**Assignment**
Every entry below should be copied exactly, minus the pictures.

§

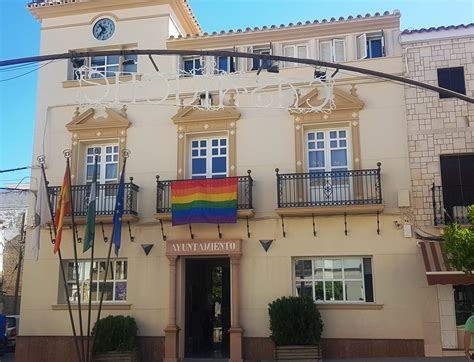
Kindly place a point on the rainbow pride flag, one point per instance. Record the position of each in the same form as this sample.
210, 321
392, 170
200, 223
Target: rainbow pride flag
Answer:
212, 201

§

**Completed exercise**
Kindly place a point on the rainbow pride flag, one point per instance. Record the position of each in the same form as this sample.
210, 321
392, 170
200, 223
Target: rainbow pride flag
Answer:
212, 201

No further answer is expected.